=== Task ===
Provide the data again exactly, including every line that follows.
┄┄┄┄┄┄┄┄┄┄┄┄┄┄┄┄┄┄┄┄
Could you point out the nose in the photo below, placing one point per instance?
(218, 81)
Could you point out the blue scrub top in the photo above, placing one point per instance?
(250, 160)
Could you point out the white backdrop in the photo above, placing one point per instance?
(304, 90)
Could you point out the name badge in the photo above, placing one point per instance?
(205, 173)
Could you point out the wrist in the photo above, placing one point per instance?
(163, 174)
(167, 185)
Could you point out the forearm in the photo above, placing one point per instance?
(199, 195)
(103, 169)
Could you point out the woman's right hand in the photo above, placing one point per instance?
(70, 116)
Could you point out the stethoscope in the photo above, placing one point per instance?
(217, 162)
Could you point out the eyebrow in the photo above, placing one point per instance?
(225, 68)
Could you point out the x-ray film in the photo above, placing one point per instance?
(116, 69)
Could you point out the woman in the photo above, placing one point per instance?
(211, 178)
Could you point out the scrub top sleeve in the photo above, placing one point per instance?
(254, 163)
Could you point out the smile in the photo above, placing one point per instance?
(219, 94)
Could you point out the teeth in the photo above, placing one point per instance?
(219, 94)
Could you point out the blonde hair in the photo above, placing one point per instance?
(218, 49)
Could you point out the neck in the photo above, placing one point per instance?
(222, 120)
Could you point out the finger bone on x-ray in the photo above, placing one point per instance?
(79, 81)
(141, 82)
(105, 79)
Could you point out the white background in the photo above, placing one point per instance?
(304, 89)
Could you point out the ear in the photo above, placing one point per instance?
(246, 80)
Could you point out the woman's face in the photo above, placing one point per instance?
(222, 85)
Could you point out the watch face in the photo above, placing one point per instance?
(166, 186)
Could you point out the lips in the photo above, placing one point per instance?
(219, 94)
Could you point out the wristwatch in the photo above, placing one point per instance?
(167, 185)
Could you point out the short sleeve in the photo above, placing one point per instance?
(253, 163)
┄┄┄┄┄┄┄┄┄┄┄┄┄┄┄┄┄┄┄┄
=== Task result ===
Could you point out the nose in the photo below, placing one point per instance?
(218, 81)
Could you point out the blue scrub top in the photo above, placing one point per instance?
(250, 160)
Could you point out the white backdrop in the photo above, placing one point per instance?
(304, 90)
Could you point out the name badge in the photo above, placing one point per instance?
(205, 173)
Could you point out the wrist in the photo above, placing one point per instance?
(163, 174)
(167, 185)
Could you point out the forearm in the photo above, placing one point per instance?
(199, 195)
(103, 169)
Could you point out the woman's right hand in the photo above, placing one point per instance?
(70, 116)
Could you point out the stethoscope in the photo above, placing one point per instance?
(217, 162)
Could you point out the eyebrow in the photo above, placing one point per instance?
(225, 68)
Could you point out the x-ray film in the photo above, placing one point per instance?
(116, 69)
Could you point out the woman in the photo above, placing one point per instance?
(211, 178)
Could you point out the scrub top sleeve in the photo above, placing one point per instance?
(254, 163)
Could you point out the smile in the photo above, placing one point per instance?
(219, 94)
Could you point out the teeth in the photo above, placing one point per instance?
(219, 94)
Could you point out the blonde hair in the photo above, placing one point per instance?
(218, 49)
Could you point out the neck in the photo above, placing one point per instance?
(222, 120)
Could you point out the finger bone on x-ray in the photo above, placing one point per instance?
(79, 81)
(141, 82)
(105, 79)
Could you point out the white background in the photo above, placing one point per instance?
(304, 89)
Could you point out the ear in the photo above, placing one point per instance?
(246, 80)
Could you point out the woman's face in the photo above, placing one point per instance?
(222, 85)
Could you point out the watch face in the photo above, placing one point per instance?
(166, 186)
Could you point out the lips in the photo above, placing one point per instance?
(219, 94)
Could you point out the wristwatch in the photo above, placing one point per instance?
(167, 185)
Could you point out the short sleeve in the photo above, placing one point per instance?
(253, 163)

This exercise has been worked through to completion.